▸ Record excerpts:

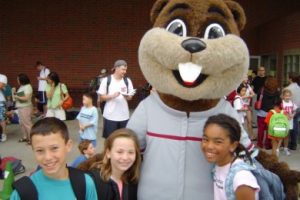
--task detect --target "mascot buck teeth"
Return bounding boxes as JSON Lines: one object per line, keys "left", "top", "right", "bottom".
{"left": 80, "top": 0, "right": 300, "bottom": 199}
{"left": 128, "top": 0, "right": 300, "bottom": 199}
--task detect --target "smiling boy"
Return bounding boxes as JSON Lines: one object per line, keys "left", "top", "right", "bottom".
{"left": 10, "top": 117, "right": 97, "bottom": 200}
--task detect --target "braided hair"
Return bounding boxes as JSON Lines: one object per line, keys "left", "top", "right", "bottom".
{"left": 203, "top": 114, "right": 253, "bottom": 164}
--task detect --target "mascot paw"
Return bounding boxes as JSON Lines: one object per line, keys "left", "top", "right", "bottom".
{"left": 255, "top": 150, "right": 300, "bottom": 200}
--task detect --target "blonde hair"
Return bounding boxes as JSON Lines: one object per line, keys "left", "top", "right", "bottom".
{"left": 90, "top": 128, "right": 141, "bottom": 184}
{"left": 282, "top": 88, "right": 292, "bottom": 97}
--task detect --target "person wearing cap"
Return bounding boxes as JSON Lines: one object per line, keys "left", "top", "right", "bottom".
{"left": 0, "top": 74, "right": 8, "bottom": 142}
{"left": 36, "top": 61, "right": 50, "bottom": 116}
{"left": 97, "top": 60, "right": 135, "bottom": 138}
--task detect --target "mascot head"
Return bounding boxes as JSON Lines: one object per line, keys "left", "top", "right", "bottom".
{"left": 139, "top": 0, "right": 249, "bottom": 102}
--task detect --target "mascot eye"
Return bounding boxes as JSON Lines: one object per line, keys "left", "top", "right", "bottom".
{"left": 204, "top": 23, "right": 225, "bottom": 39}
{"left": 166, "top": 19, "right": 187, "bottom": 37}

▸ Action item:
Return all records exactly as they stand above, except for pictures.

▸ Reply to the exercise:
--task detect --target "mascot buck teeth"
Return bounding boxes as JSON Lines: one object per line, keys "left", "top", "right", "bottom".
{"left": 80, "top": 0, "right": 300, "bottom": 199}
{"left": 128, "top": 0, "right": 300, "bottom": 199}
--task detect --target "smiling boy"
Return bounding boxes as JSON Lines: one object per line, keys "left", "top", "right", "bottom".
{"left": 10, "top": 117, "right": 97, "bottom": 200}
--task detect --target "braided hair"
Return bounding boxes as JSON Lines: one object per line, keys "left", "top", "right", "bottom".
{"left": 203, "top": 114, "right": 253, "bottom": 164}
--task detect --target "mascot paw"
Return bounding boxes as JSON Lines: one object per line, keys "left", "top", "right", "bottom".
{"left": 255, "top": 150, "right": 300, "bottom": 200}
--task detect --target "blonde hair"
Return bounding boxes as JSON Lines: one object per line, keys "left", "top", "right", "bottom".
{"left": 90, "top": 128, "right": 141, "bottom": 184}
{"left": 282, "top": 88, "right": 292, "bottom": 97}
--task detect --target "person wearing cap"
Return bounding boxes as JSON Lines: one object per line, keys "left", "top", "right", "bottom".
{"left": 0, "top": 74, "right": 8, "bottom": 142}
{"left": 36, "top": 61, "right": 50, "bottom": 116}
{"left": 97, "top": 60, "right": 135, "bottom": 138}
--task detect --target "mascot head"
Return bounding boxes as JSON Lines: one object per line, keys "left", "top", "right", "bottom".
{"left": 139, "top": 0, "right": 249, "bottom": 102}
--task detect --target "mascot eye"
Return bounding boxes as JSON Lines: one object per line, keys "left", "top", "right", "bottom".
{"left": 204, "top": 23, "right": 225, "bottom": 39}
{"left": 166, "top": 19, "right": 187, "bottom": 37}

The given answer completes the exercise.